ТЕКСТ ДОКУМЕНТА:

* * * * * * *

Языковеды, востоковеды, историки — страница 38 из 93

Печальным эпизодом биографии Яковлева стало участие вместе с марристами в избиении Е. Д. Поливанова в начале 1929 г. (подробнее см. очерк «Метеор»). Николай Феофанович заявил, что у него есть расхождения с академиком и его трудно назвать правоверным марристом, но «выгода не в материально добытых фактах, а в том направлении, которое Николай Яковлевич придал своему исследованию. Его живая мысль так увлекает всех окружающих лингвистов». После дискуссии Поливанов покинет Москву, а научное руководство языковым строительством сохранится за Яковлевым.

До рубежа 20-х и 30-х гг. направленность идей и интересов Яковлева соответствовала общей линии государственной политики. Но расхождение по вопросу о латинизации русской письменности было не случайным. Интернационализм сменялся национализмом. Научное новаторство, независимость характера, непризнание авторитетов – все это приходилось ко двору в первое послереволюционное десятилетие, когда шла борьба со старой наукой. Теперь стали поощряться гибкость и умение повторять последние лозунги вождей, не свойственные ни Поливанову, ни Яковлеву. А по отношению к Марру Яковлев мог быть сторонником, но не верноподданным, поэтому марристы не могли его считать «своим». Еще в 1927 г. Марр оттеснил его от руководства Комитета по изучению языков и культур Северного Кавказа: комитет был преобразован в Институт этнических и национальных культур народов Востока во главе с Марром, который жил в Ленинграде и приезжал редко. Яковлев стал там лишь вторым заместителем директора, затем только заведующим кавказским сектором. Институт несколько раз реорганизовывался, менял названия, в конце концов, превратившись уже после смерти Марра в Московское отделение академического Института языка и мышления. В 30-е гг. институт стал основным местом работы Яковлева.

С 1930–1931 гг. начинаются проработки Яковлева со стороны марристов. Целую бурю вызвала разработанная им программа для сбора словарного материала по языкам горских народов Кавказа. Он разработал словник, разбитый по рубрикам «Материальная культура» и «Духовная культура». В последнем разделе 7 % составили слова, связанные с новой эпохой, а 93 % – названия предметов и явлений традиционной культуры. В ответ московский маррист И. К. Кусикьян заявил: «93 % махровой поповщины», а начинающий ростовский последователь Марра Г. П. Сердюченко по поводу включения политической лексики в раздел «Духовная культура» написал: «Не известно ли проф. Яковлеву, что с точки зрения марксизма-ленинизма “политика есть концентрированная экономика” (см. программу партии)? “Отрыв экономики от политики есть характернейшая черта буржуазных теоретиков и их социал-фашистских лакеев”, – говорит тов. Каганович… И на позицию этих социал-фашистских лакеев и встал Яковлев в своей статье». Вывод Сердюченко: «Программа Яковлева действительно не встретила бы возражений и у святейшего синода». Кусикьян же действовал на грани доноса, сопоставляя его работы с трудами «белогвардейского профессора бывш[его] князя Н. Трубецкого».

* * * * * * *

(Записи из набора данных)
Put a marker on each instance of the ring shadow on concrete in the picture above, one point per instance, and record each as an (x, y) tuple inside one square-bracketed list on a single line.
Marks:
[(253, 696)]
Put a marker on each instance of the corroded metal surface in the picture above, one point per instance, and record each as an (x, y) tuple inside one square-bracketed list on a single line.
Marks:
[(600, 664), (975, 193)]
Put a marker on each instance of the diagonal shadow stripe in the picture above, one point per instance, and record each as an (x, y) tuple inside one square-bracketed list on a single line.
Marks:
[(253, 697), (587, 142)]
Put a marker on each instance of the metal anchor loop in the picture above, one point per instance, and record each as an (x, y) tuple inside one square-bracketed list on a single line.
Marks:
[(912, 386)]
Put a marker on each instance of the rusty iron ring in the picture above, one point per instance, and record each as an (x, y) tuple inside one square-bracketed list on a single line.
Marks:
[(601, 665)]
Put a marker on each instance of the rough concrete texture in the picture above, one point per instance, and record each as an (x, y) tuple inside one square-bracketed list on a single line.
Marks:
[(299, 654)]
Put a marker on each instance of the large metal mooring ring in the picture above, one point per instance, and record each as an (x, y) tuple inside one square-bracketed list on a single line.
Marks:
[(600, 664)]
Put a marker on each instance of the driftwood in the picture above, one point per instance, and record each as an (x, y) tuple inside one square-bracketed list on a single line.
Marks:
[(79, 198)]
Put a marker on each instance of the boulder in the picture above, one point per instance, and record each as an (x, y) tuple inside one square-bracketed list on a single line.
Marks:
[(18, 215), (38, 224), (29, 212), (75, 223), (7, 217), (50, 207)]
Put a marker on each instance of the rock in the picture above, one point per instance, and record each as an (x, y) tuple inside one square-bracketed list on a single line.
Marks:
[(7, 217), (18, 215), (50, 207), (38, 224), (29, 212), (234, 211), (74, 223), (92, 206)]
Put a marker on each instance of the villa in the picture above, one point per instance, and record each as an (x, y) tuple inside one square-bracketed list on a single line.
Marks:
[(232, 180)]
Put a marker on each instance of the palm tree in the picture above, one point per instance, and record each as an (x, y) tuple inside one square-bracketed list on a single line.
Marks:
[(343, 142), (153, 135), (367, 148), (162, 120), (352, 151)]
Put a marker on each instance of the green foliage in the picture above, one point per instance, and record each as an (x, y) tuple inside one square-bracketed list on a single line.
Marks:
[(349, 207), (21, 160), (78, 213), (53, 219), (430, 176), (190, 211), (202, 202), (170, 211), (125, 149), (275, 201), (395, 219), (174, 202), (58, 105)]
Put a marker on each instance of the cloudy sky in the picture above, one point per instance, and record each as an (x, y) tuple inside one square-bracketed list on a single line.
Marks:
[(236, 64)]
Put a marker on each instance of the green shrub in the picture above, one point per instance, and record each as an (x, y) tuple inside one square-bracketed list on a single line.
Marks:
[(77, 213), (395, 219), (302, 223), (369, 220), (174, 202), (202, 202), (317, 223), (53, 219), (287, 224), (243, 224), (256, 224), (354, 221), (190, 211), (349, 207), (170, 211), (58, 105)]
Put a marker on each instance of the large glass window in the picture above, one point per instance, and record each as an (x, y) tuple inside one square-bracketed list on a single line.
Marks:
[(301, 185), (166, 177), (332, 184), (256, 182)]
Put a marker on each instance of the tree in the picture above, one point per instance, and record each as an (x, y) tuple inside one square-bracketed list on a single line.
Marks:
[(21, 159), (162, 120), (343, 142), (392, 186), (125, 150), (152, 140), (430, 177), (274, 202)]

* * * * * * *

ЦЕЛЬ:
Продолжите текст о Н. Ф. Яковлеве и его столкновениях с марристами, начиная сразу после последнего предложения.

ОТВЕТ К ЗАДАНИЮ:
Тогда подобные обвинения были в порядке вещей и вовсе не вели к лишению работы и тем более к аресту, как сейчас иногда думают. Но работать в такой обстановке было трудно, а карьера Яковлева в 30-е гг. уже не была столь блестящей, как в предыдущее десятилетие. Иногда он пытался быть «святее папы». В его грамматиках кавказских языков 30–40-х гг. почти любое грамматическое явление иллюстрируется либо предложениями из газетных передовиц и партийных постановлений, либо сконструированными примерами про рабочих или колхозников. Это для того времени даже не было обязательно: преемник Марра по руководству советским языкознанием академик И. И. Мещанинов иллюстрировал свои труды изящными примерами из Поля Бурже и других французских романистов, считая излишним их переводить. Но Мещанинов был тогда вне критики, а Николаю Феофановичу надо было предупредить новые обвинения в «махровой поповщине». И некоторые его рассуждения сейчас выглядят очень упрощенными. Дважды он приводил один и тот же пример того, как логическая и грамматическая структура предложения может не совпадать с реальной: в «языке буржуазии» существует фраза: Фабрикант изготовляет мебель, хотя на самом деле ее изготовляют рабочие. Но не надо смеяться над ученым: по сути он излагает важное, а для того времени новаторское положение о том, что семантическая, синтаксическая и коммуникативная (логическая) структуры не совпадают ни друг с другом, ни с отношениями в реальности.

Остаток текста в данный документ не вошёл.